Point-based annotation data

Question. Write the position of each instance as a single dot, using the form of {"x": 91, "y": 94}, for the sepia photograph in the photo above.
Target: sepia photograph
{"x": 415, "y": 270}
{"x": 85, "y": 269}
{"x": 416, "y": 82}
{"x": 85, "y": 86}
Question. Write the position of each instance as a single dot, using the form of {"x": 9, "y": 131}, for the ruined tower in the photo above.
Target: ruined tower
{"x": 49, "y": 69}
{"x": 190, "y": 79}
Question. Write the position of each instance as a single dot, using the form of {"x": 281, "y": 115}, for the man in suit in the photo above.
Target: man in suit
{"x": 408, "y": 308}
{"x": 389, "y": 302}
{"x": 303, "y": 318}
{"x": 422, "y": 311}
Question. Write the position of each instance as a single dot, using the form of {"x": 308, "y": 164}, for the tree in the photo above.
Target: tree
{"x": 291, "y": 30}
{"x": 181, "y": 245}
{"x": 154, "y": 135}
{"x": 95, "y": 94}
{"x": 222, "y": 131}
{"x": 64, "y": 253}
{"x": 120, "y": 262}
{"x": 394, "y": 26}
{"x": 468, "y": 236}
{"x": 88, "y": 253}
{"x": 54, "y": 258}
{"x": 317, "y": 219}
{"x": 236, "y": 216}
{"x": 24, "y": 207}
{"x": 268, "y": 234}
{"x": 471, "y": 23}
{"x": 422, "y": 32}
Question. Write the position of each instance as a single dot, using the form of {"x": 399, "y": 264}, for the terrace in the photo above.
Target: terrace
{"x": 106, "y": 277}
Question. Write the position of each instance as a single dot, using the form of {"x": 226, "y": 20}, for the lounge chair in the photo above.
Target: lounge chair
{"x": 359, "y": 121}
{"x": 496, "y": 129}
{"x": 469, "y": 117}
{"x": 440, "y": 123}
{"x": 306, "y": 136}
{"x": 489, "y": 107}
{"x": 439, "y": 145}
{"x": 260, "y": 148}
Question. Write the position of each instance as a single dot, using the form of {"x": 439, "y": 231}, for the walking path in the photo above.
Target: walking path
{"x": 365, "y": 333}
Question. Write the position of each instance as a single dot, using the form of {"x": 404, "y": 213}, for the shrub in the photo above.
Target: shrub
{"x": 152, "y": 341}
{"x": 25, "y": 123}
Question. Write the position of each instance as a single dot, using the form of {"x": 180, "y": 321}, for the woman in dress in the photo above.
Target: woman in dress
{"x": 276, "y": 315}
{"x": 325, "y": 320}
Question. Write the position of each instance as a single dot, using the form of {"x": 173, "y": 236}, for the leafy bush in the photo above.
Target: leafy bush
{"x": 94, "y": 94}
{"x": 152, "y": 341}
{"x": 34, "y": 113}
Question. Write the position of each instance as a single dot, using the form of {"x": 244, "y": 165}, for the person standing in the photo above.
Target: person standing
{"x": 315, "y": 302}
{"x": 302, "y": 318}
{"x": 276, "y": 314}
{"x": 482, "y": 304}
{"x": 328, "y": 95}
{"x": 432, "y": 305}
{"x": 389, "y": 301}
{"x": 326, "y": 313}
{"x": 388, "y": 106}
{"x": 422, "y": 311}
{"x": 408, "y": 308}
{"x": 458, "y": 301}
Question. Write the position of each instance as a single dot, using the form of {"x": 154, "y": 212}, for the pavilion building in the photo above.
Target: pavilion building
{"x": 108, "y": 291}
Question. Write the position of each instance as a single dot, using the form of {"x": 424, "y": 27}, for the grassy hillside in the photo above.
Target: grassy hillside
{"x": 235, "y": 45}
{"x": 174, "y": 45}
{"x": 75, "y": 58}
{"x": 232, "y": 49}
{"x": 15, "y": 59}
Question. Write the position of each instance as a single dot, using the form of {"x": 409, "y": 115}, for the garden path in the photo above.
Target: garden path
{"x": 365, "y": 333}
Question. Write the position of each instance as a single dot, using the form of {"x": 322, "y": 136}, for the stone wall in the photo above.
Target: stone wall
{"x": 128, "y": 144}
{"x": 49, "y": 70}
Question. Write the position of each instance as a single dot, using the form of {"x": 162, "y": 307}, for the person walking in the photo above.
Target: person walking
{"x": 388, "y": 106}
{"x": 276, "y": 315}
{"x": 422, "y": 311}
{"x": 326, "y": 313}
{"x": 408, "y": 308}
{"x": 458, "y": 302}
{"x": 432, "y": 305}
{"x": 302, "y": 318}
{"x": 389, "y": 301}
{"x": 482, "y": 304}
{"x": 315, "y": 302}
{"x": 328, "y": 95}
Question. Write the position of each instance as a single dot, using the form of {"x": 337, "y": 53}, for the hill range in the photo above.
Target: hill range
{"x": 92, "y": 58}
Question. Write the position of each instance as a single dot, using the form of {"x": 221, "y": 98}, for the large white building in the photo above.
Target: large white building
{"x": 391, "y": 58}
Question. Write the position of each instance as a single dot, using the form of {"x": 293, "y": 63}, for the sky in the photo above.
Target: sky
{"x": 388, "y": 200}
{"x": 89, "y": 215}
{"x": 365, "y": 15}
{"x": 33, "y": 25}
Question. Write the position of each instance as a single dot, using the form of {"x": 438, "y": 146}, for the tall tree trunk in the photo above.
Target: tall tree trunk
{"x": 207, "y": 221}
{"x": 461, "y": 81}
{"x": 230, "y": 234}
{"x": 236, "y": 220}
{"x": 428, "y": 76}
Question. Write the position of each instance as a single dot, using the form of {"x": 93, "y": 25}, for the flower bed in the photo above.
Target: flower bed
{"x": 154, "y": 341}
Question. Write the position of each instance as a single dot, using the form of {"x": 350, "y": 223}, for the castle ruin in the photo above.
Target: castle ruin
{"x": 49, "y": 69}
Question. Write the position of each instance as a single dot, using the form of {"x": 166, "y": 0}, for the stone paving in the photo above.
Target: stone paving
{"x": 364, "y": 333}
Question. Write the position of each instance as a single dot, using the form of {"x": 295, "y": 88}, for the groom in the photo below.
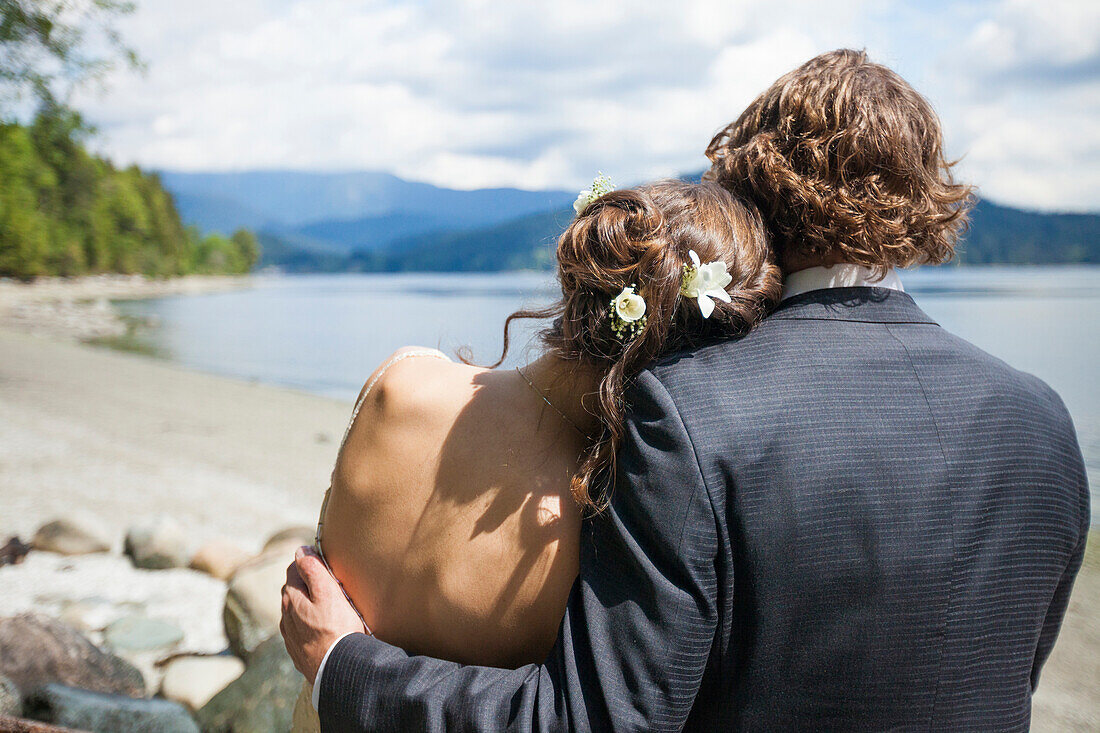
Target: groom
{"x": 848, "y": 520}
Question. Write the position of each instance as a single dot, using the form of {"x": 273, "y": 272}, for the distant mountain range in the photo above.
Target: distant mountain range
{"x": 378, "y": 222}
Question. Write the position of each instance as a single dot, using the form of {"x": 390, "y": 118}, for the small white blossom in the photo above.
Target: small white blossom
{"x": 704, "y": 282}
{"x": 629, "y": 305}
{"x": 600, "y": 186}
{"x": 582, "y": 200}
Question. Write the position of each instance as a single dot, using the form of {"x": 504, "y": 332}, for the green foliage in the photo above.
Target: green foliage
{"x": 64, "y": 211}
{"x": 47, "y": 47}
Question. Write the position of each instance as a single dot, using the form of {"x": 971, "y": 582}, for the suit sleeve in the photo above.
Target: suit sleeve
{"x": 1071, "y": 466}
{"x": 637, "y": 632}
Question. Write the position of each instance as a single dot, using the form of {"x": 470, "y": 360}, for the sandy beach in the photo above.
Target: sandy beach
{"x": 122, "y": 437}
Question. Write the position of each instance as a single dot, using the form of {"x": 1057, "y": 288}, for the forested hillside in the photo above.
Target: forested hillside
{"x": 64, "y": 211}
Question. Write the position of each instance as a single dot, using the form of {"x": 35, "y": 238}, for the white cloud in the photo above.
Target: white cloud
{"x": 484, "y": 93}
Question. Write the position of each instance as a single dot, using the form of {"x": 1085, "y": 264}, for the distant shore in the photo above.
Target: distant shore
{"x": 122, "y": 437}
{"x": 79, "y": 307}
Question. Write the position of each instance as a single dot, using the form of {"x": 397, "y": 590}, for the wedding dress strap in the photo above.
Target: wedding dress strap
{"x": 382, "y": 370}
{"x": 359, "y": 403}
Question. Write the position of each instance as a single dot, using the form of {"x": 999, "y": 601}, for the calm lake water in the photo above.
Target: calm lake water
{"x": 326, "y": 334}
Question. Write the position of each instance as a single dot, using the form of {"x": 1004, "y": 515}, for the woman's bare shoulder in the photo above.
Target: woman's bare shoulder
{"x": 406, "y": 408}
{"x": 415, "y": 383}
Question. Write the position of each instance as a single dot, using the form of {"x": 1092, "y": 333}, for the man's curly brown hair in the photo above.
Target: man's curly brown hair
{"x": 845, "y": 161}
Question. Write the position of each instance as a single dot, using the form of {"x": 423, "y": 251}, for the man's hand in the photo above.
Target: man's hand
{"x": 315, "y": 612}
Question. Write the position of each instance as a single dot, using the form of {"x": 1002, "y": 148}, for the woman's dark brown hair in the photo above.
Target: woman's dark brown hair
{"x": 642, "y": 237}
{"x": 845, "y": 160}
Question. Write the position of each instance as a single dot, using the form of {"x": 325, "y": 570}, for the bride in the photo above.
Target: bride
{"x": 453, "y": 517}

Your task | Find "curly brown hair in the photo above." in the data above, then repeat that line and all lines after it exactly, ending with the final line.

Answer to this exercise |
Question. Write the position of each instance as a single dot, using the form of {"x": 1092, "y": 333}, for the man's curly brown hair in the photo above.
Target: man's curly brown hair
{"x": 845, "y": 161}
Question. Write the position of each instance as a single dot, using the form of {"x": 423, "y": 251}, for the man's hand in the photo above.
Target: man's hand
{"x": 315, "y": 612}
Question. Write the position of each instance as a single dot, using the form of {"x": 1002, "y": 148}, for the woman's dark brown hair in the photo above.
Target: woman's dark brown hair
{"x": 642, "y": 237}
{"x": 845, "y": 160}
Question. Write the position of each instance as a single dot, using the form of {"x": 325, "y": 570}, for the bride in the photo above.
Target: bride
{"x": 453, "y": 517}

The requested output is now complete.